__ESTRATTO DEL TESTO__
___
LA TEMPESTA NEL BICCHIERE
MARIO AIRò, GREGORIO BOTTA, DANIELE DI GIROLAMO, BEATRICE PEDICONI, ALBERTO SAVINIO
OPENING MARTEDì 6 maGGIO 2025
FINO A VENERDì 12 SETTEMBRE 2025







LA TEMPESTA NEL BICCHIERE
SAVERIO VERINI
Il luogo più struggente di Roma è probabilmente la tomba del poeta John Keats, al Cimitero Acattolico. Sulla lapide, verso la fine, si possono leggere queste parole:
“Here lies One
Whose Name was writ in Water”
“Qui giace una persona il cui nome fu scritto nell’acqua”. Non c’è alcun riferimento, solo l’eloquente intitolazione – qualche riga sopra – a un non meglio precisato “young English poet”, che proprio in virtù di questa vaghezza così inusuale e ostentata, nel tempo è diventata un’inequivocabile certificazione dell’identità dello stesso Keats. Scrivere nell’acqua è forse una delle immagini che meglio esprime l’essenza del gesto artistico, almeno da una prospettiva romantica: c’è lo struggimento per il termine delle cose, una certa delicatezza poetica, l’apparente inutilità di qualcosa che è destinato a svanire irrimediabilmente. Mi è difficile pensare a parole più esatte di quelle dell’epitaffio di Keats per descrivere il sentimento de La tempesta nel bicchiere (parole che sono state immediatamente condivise con Francesca Antonini, quando ho ricevuto l’invito a curare una piccola mostra che partisse dal tema dell’acqua).
___
__Voci di annotazione per la segmentazione__
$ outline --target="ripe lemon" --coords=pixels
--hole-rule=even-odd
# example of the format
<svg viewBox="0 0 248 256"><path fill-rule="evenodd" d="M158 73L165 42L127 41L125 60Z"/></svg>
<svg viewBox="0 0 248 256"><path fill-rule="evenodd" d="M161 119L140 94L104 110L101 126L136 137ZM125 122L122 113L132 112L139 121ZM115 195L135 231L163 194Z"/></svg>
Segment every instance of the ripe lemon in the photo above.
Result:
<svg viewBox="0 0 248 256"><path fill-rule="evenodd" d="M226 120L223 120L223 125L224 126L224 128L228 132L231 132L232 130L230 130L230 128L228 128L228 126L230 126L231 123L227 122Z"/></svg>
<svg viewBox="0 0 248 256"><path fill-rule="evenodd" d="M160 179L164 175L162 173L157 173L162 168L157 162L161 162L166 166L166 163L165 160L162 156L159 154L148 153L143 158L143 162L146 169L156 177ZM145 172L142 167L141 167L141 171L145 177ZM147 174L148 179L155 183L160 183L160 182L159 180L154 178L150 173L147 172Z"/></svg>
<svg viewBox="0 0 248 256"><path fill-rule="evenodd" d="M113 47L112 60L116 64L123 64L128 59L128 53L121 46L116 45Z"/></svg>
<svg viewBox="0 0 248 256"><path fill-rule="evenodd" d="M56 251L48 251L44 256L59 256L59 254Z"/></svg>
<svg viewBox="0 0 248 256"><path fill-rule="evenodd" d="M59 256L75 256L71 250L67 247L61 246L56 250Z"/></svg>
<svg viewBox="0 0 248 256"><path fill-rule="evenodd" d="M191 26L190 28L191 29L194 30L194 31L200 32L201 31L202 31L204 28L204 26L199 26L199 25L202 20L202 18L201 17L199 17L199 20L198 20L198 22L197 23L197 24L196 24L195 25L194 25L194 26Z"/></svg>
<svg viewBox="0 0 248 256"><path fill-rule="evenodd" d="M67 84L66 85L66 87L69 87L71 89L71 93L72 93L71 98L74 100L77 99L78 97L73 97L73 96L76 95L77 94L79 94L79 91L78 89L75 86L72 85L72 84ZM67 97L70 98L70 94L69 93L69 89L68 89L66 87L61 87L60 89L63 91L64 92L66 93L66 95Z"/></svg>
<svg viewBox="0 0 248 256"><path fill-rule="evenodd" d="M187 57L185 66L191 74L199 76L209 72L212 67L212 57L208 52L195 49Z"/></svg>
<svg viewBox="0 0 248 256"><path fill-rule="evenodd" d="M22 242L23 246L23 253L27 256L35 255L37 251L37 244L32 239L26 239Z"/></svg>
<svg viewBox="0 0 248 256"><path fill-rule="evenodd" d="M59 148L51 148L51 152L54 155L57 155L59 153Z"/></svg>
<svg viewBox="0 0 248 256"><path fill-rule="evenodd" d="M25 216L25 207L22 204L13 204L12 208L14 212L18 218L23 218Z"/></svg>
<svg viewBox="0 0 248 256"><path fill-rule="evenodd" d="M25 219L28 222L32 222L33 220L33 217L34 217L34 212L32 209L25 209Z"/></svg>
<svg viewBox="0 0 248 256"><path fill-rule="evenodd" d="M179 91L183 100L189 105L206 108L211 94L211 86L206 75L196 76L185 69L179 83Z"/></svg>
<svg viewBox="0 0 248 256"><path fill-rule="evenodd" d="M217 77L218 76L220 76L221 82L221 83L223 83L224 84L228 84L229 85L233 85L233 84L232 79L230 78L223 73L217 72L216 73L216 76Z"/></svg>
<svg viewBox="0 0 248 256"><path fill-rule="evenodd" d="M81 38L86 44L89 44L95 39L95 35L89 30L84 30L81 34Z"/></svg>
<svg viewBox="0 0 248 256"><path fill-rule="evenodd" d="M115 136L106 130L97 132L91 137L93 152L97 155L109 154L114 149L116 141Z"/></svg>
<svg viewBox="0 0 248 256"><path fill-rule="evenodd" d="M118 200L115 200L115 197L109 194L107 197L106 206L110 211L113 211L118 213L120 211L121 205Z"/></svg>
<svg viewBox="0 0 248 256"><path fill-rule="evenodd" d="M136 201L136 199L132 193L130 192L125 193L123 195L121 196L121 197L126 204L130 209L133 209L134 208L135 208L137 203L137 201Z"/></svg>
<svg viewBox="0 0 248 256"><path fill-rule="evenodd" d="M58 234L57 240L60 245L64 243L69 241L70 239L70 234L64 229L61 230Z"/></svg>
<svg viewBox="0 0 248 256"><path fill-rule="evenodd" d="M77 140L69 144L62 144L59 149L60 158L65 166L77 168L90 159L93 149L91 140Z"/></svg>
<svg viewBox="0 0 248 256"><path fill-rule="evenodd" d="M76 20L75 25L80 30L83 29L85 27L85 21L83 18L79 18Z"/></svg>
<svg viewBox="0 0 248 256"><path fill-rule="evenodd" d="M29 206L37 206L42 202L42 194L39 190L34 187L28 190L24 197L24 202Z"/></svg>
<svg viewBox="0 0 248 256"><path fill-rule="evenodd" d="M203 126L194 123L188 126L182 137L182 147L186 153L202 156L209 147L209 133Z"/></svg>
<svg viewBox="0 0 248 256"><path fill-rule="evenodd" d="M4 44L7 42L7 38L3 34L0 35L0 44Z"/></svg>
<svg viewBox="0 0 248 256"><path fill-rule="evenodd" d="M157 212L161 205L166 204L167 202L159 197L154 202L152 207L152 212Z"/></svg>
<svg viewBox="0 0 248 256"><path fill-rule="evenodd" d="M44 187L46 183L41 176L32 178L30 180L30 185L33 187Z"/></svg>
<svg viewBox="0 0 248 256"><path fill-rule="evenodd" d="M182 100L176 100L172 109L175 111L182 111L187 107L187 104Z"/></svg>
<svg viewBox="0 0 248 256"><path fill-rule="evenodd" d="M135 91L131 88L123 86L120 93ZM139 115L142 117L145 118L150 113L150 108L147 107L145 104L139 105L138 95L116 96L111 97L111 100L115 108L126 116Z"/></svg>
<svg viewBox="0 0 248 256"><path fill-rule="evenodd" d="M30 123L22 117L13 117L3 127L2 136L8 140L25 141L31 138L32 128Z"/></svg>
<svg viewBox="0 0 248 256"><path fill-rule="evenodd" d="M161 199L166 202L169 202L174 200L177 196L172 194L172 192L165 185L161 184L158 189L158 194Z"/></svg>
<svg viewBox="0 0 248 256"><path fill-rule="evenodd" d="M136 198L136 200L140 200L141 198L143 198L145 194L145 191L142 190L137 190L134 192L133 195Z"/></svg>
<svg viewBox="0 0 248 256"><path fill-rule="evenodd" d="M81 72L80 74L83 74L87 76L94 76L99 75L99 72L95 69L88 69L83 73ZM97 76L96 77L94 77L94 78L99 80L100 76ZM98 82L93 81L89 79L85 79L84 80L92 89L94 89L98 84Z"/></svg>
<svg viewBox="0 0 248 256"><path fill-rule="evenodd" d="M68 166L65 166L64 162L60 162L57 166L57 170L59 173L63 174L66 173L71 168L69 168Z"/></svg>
___
__ESERCIZI DA SVOLGERE__
1. Rispondi alle domande seguenti in base al testo sulla mostra.
(a) Fino a quale giorno resta aperta la mostra?
(b) In quale cimitero di Roma si trova la tomba di John Keats?
(c) Con chi sono state condivise subito le parole dell'epitaffio di Keats?
2. Prosegui il testo sulla mostra con un nuovo paragrafo che segua la sua ultima frase.

__RISULTATI FINALI__
1.
(a) Fino a venerdì 12 settembre 2025.
(b) Al Cimitero Acattolico.
(c) Con Francesca Antonini.

2.
Fin da subito si è posto il problema di circoscrivere un argomento – è il caso di dirlo – fluido, in grado di prendere infinite forme e rivoli, espandersi potenzialmente a dismisura. D’altra parte, l’acqua è elemento primigenio dell’ordine universale, capace di accomunare miti fondativi e cosmogonie delle culture più disparate; è, inoltre, una presenza costante nella storia delle immagini, per via dei suoi innumerevoli rimandi simbolici. A quanti dipinti ha fatto da sfondo e di quanti altri ne è stata soggetto principale? E quanti artisti, oggi, si ispirano al suo lato meno limpido, ai naufragi in mare, all’inquinamento delle acque, al riscaldamento climatico?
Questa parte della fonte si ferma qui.